Please print the records from the line that contains "task: segment the woman with braided hair" through the line that contains "M119 104L130 108L150" exactly as they are, and nothing else.

## MATERIAL SHOWN

'''

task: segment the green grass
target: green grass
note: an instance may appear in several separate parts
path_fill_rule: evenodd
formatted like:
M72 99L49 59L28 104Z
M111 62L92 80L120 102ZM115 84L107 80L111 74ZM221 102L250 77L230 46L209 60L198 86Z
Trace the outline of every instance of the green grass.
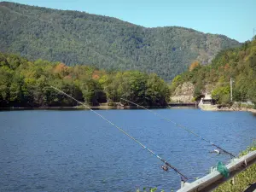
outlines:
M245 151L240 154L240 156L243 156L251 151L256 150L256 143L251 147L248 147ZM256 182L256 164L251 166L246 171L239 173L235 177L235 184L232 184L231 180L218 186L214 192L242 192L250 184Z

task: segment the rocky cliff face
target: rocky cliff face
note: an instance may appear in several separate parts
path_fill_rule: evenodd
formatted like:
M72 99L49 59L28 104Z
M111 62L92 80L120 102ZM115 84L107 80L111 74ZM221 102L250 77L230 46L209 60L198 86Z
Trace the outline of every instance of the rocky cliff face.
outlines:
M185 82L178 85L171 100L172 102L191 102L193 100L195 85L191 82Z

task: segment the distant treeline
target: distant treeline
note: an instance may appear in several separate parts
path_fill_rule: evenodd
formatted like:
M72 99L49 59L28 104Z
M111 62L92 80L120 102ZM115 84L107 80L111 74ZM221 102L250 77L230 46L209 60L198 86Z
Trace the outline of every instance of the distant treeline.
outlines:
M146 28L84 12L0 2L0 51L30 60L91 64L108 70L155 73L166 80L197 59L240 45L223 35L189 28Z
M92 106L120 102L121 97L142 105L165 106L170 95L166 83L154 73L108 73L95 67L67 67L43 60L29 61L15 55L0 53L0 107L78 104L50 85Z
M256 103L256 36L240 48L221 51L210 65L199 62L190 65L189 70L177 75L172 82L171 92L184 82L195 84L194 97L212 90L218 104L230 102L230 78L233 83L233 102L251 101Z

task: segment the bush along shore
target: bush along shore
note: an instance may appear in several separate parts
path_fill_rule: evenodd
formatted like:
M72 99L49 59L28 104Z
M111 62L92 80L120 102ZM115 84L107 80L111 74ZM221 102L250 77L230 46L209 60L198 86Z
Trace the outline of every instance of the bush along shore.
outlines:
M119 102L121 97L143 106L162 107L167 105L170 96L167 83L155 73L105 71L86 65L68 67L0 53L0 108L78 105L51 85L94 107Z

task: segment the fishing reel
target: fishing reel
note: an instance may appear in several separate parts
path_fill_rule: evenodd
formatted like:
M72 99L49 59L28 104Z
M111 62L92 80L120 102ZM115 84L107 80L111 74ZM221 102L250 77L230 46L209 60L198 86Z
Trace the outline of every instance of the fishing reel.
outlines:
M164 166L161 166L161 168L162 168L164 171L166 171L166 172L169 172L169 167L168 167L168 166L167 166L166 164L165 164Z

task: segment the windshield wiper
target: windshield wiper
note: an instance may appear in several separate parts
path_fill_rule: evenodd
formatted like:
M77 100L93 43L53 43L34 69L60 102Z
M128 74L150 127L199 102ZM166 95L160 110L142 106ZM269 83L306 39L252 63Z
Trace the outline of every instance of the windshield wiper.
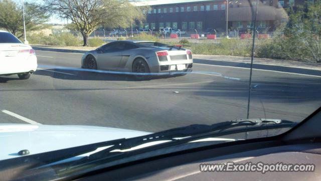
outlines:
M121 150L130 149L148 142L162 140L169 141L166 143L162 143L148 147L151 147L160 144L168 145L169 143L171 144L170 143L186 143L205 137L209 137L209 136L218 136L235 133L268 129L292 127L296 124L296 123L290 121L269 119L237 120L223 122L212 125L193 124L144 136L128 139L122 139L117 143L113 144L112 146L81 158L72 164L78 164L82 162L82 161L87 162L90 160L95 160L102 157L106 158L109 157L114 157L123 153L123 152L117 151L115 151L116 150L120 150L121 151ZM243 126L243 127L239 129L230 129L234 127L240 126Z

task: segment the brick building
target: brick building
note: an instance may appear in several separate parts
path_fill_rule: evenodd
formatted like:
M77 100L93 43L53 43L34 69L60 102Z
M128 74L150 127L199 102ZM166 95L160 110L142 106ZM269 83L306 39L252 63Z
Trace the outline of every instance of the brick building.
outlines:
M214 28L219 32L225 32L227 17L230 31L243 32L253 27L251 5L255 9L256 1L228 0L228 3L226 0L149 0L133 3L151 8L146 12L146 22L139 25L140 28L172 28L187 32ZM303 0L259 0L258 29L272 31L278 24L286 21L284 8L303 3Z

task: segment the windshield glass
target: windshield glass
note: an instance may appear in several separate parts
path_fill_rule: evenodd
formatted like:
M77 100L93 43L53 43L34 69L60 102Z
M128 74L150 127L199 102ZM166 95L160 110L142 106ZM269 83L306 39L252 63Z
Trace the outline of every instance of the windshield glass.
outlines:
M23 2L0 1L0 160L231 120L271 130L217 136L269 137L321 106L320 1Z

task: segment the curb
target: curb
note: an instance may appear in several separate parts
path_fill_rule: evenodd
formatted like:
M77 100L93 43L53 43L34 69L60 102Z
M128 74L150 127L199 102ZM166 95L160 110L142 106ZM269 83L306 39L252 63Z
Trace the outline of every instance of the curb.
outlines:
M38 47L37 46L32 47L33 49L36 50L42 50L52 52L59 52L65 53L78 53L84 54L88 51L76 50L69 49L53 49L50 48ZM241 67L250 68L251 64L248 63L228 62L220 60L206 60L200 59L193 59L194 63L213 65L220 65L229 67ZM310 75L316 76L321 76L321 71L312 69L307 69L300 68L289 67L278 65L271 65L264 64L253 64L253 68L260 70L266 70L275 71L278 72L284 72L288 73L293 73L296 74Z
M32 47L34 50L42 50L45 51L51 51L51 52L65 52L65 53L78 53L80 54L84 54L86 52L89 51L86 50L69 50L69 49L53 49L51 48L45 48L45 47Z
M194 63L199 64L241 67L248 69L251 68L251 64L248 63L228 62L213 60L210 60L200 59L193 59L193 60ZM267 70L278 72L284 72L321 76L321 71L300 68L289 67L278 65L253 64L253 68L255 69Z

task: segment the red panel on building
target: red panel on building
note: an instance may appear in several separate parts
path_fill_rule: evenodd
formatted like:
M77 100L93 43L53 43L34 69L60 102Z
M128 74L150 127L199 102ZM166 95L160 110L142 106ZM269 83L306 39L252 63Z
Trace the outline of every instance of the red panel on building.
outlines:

'''
'''

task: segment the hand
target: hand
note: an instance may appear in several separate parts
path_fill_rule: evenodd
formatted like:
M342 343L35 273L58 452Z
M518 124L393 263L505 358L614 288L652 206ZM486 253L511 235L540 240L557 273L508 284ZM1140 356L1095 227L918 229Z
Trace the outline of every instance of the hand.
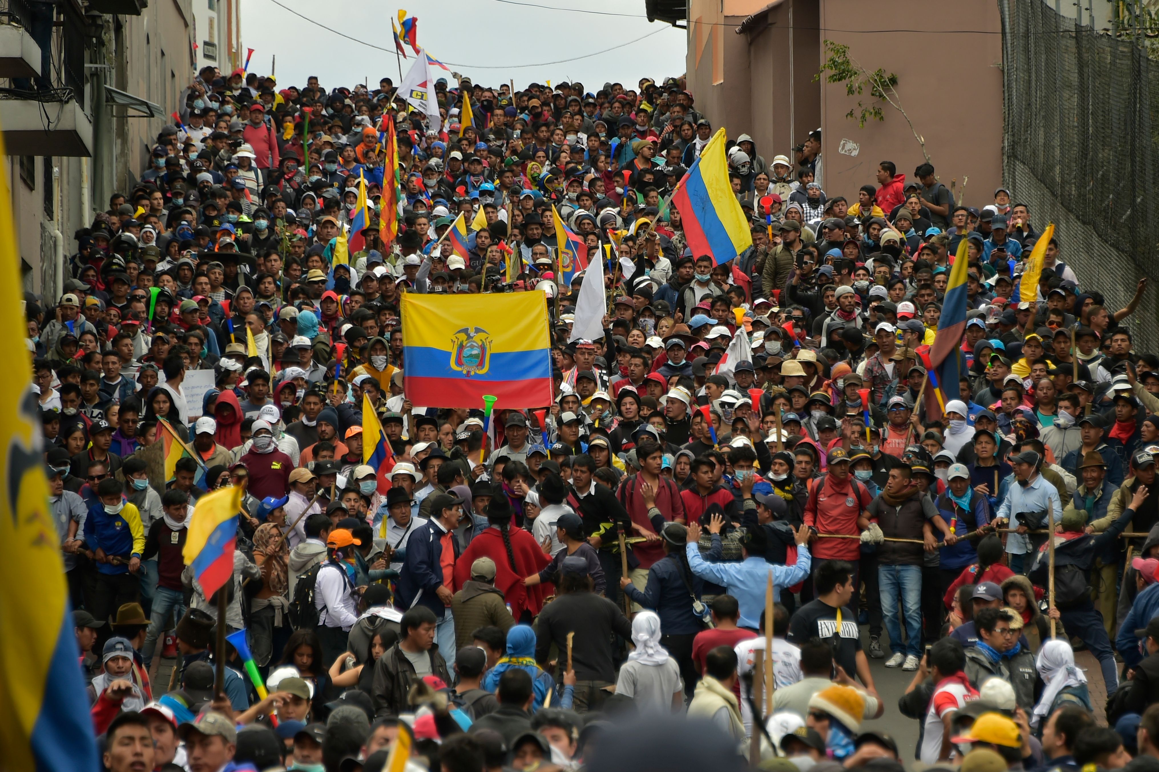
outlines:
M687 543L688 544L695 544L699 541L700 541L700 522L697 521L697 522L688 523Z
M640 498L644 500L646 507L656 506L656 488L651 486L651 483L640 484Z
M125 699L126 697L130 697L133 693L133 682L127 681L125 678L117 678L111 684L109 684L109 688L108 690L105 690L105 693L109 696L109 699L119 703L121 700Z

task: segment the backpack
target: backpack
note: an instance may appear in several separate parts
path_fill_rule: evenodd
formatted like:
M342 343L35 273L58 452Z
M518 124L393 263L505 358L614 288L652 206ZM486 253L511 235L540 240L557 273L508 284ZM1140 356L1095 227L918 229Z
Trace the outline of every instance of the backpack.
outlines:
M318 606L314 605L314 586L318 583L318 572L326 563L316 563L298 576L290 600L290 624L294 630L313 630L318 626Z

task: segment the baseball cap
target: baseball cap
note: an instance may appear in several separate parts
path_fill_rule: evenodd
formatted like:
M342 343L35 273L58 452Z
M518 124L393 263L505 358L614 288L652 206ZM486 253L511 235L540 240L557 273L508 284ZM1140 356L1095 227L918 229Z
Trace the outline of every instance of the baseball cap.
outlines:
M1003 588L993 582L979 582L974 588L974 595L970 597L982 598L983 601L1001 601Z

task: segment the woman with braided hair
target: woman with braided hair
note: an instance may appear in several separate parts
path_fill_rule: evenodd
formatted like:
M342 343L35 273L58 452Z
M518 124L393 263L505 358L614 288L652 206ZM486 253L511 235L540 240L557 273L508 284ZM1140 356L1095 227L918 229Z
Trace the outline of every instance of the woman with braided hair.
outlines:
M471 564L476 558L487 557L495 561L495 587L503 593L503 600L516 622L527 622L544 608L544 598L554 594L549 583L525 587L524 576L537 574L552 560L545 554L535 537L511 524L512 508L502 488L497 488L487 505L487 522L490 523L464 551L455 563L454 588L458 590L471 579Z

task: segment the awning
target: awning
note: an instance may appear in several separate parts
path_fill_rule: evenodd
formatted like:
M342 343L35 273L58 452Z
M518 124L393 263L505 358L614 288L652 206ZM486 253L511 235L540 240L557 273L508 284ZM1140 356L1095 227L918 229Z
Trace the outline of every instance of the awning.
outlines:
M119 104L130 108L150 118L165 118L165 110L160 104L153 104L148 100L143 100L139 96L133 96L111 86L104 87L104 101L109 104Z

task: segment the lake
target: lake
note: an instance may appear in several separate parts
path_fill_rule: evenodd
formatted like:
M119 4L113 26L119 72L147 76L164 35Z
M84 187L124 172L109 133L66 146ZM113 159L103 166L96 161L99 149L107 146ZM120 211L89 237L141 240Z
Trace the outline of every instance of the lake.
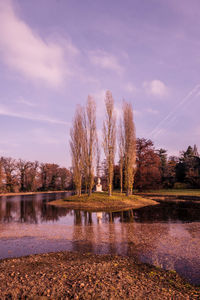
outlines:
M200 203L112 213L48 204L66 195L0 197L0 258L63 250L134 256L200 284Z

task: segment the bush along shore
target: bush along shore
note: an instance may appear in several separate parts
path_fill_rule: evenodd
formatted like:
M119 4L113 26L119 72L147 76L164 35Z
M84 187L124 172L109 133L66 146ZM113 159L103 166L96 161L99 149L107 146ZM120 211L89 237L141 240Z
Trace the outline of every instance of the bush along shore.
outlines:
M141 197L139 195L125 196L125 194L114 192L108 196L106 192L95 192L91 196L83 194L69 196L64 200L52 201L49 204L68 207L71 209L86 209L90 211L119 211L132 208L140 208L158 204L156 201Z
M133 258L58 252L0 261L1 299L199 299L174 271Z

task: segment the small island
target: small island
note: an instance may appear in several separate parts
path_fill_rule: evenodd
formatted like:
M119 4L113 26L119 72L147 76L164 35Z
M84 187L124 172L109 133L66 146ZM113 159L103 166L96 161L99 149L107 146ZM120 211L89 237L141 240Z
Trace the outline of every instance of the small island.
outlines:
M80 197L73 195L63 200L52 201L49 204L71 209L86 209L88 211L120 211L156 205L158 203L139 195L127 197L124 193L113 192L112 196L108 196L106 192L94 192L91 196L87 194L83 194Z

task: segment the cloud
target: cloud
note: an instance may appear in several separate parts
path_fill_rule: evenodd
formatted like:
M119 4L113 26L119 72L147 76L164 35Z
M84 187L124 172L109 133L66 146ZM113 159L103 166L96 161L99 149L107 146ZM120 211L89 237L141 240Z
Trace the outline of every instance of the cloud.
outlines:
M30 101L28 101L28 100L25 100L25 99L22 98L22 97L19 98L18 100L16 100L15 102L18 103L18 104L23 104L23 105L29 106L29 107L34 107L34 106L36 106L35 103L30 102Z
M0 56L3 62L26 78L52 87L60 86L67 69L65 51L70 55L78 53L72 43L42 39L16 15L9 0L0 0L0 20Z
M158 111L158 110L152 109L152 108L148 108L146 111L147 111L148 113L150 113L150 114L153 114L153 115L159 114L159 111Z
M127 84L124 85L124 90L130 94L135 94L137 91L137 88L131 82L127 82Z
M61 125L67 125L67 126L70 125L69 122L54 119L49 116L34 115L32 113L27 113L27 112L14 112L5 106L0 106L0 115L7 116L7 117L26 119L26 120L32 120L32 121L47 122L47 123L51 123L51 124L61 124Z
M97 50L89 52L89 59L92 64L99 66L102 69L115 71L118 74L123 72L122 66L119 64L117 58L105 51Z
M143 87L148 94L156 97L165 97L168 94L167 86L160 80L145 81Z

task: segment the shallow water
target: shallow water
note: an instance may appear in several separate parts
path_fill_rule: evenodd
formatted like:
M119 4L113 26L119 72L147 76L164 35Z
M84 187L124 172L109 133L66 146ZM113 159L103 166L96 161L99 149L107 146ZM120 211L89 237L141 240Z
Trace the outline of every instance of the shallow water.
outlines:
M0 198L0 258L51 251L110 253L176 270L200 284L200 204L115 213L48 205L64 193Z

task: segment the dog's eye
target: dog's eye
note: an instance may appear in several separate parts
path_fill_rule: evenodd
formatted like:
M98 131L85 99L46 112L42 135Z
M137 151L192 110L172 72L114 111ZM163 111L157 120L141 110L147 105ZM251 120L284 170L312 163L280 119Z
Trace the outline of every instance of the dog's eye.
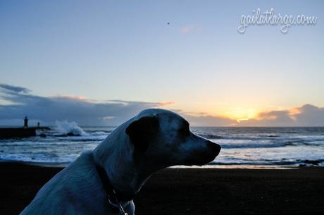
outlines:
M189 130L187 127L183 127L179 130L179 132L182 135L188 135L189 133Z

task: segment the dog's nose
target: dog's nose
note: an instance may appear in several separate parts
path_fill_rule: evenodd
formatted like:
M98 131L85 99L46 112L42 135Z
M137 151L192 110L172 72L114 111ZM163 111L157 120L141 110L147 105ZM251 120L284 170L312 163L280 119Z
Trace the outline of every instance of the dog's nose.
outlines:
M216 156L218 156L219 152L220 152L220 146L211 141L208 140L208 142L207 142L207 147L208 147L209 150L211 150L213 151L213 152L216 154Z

'''

## RESULT OF THIS EXERCISE
task: segment the woman with braided hair
target: woman with braided hair
note: an instance may appear in several separate parts
path_fill_rule: evenodd
formatted like:
M342 343L35 273L58 452Z
M518 124L393 263L505 358L614 288L652 206ZM486 253L511 235L540 240L557 273L508 284ZM1140 356L1095 227L918 229Z
Trace the outline of every instance of the woman with braided hair.
outlines:
M471 564L476 558L487 557L495 561L495 587L503 593L503 600L516 622L527 622L544 608L544 598L554 594L549 583L525 587L524 576L537 574L552 560L545 554L535 537L511 524L512 508L502 488L497 488L487 505L487 522L490 523L464 551L455 563L454 588L458 590L471 579Z

task: segment the awning
target: awning
note: an instance may appear in several separate parts
path_fill_rule: evenodd
formatted like:
M342 343L35 273L58 452Z
M518 124L393 263L505 358L614 288L652 206ZM486 253L511 235L540 240L557 273L508 284ZM1140 356L1095 227L918 229Z
Trace the outline of every instance of the awning.
outlines:
M119 104L130 108L150 118L165 118L165 110L160 104L153 104L148 100L143 100L139 96L133 96L111 86L104 87L104 101L109 104Z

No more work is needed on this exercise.